----- Trecho da fonte

Nesse sentido, a utopia[9] é uma necessidade da luta proletária e a própria teoria além de expressão da realidade concreta é também consciência antecipadora, pois percebe no real sua negação, suas tendências, suas potencialidades e sua finalidade é a transformação social. A hegemonia proletária, que a hegemonia da “classe que traz o futuro em suas mãos” (MARX e ENGELS, 1988, p. 36), significa a vigência de um projeto alternativo de sociedade nos meios em que existe. A juventude, um dos setores mais atuantes e presentes no bloco revolucionário, se afastou do projeto utópico com a crise do bolchevismo e emergência da hegemonia pós-estruturalista, bem como intelectuais e outros setores da sociedade. Isso precisa ser revertido, bem como as deformações do projeto autogestionário (democratismo, economia solidária, etc.) devem ser combatidos.

Esses aspectos são fundamentais e por isso precisam ser recapitulados: a importância da solidez teórica (com sua ampliação quantitativa e qualitativa), a propaganda generalizada e divulgação da teoria, a existência de um projeto utópico e sua ampla circulação na sociedade. Sem dúvida, cada um destes elementos possuem diversas formas e elementos que precisariam ser aprofundados e detalhados, o que já foi esboçado e apresentado em diversas oportunidades, e que aqui cabe apenas destacar e colocar sua importância para a hegemonia proletária.

----------
----- Material

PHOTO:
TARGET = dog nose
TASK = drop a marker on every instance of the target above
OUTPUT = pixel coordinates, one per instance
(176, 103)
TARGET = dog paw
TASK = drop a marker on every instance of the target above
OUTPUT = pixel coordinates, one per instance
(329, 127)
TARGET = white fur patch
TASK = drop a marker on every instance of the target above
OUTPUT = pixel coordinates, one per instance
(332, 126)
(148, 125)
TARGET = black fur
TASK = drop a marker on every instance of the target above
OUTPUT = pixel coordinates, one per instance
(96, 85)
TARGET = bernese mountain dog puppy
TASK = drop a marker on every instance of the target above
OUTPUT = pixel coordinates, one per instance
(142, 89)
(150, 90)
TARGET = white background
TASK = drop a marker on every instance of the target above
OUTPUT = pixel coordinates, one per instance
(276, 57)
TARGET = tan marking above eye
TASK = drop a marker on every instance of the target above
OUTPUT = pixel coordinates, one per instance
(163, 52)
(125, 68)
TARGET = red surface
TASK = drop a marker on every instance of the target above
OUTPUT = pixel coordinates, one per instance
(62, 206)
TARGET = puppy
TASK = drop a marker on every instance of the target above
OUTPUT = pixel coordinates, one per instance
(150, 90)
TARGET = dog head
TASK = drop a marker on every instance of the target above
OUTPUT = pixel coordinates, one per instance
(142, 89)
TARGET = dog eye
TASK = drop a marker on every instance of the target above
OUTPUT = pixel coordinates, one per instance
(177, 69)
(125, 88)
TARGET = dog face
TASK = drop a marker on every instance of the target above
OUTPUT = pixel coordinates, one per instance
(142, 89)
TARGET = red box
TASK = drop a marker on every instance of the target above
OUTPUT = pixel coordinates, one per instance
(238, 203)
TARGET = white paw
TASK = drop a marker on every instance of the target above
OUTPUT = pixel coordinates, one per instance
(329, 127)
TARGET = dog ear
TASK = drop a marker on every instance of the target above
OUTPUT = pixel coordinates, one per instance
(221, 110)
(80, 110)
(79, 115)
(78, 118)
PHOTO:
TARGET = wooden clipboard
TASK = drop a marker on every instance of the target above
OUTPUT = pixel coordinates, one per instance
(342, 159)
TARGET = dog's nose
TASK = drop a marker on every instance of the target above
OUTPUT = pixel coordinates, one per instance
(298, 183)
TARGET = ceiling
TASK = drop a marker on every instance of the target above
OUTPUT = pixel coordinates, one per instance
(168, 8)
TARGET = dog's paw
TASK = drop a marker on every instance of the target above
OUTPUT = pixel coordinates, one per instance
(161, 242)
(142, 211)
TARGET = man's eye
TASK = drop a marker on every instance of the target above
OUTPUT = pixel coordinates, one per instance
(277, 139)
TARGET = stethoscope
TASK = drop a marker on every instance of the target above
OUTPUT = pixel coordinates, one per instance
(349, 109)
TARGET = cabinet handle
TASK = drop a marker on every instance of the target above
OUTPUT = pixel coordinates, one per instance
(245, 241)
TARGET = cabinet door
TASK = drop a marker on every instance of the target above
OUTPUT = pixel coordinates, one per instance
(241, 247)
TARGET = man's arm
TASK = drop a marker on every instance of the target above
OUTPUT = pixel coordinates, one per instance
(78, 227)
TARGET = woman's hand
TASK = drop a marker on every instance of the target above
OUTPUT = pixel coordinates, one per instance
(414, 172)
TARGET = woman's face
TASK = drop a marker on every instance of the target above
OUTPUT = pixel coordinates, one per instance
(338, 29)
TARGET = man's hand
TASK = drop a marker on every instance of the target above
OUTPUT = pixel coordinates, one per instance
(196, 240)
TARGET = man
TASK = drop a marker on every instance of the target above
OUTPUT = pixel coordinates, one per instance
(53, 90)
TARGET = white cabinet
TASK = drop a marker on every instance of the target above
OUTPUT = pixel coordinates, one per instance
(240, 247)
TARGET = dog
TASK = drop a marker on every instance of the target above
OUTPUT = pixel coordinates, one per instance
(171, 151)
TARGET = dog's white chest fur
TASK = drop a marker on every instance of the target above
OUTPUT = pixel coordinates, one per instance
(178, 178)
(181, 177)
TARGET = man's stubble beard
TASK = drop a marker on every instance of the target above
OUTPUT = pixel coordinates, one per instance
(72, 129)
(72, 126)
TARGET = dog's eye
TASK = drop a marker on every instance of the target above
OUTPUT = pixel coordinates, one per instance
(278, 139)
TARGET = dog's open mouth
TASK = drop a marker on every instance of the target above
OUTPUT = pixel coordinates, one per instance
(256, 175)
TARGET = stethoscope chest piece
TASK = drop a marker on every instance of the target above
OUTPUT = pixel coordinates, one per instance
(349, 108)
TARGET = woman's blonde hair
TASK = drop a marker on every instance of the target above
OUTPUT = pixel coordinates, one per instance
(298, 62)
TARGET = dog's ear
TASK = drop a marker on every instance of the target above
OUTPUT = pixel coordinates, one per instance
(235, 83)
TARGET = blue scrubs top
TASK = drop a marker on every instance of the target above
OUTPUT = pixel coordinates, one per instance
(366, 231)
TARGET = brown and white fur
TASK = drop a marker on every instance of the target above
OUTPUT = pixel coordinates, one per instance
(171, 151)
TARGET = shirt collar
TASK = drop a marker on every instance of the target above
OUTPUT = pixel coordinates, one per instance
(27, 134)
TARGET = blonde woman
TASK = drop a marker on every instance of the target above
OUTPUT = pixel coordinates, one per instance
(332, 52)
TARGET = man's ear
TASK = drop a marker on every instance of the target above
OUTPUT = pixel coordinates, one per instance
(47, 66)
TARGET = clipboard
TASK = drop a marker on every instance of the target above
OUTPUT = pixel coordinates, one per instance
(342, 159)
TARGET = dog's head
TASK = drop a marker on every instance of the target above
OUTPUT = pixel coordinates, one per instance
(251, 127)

----------

Com base no trecho, responda, por favor, às perguntas a seguir.
(a) Que setor é apontado como um dos mais atuantes e presentes no bloco revolucionário?
(b) Que deformações do projeto autogestionário são citadas entre parênteses?
(c) Quais aspectos o trecho afirma que precisam ser recapitulados?
As entradas não têm relação com o trecho.

(a) A juventude.
(b) O democratismo e a economia solidária.
(c) A importância da solidez teórica (com sua ampliação quantitativa e qualitativa), a propaganda generalizada e divulgação da teoria, e a existência de um projeto utópico e sua ampla circulação na sociedade.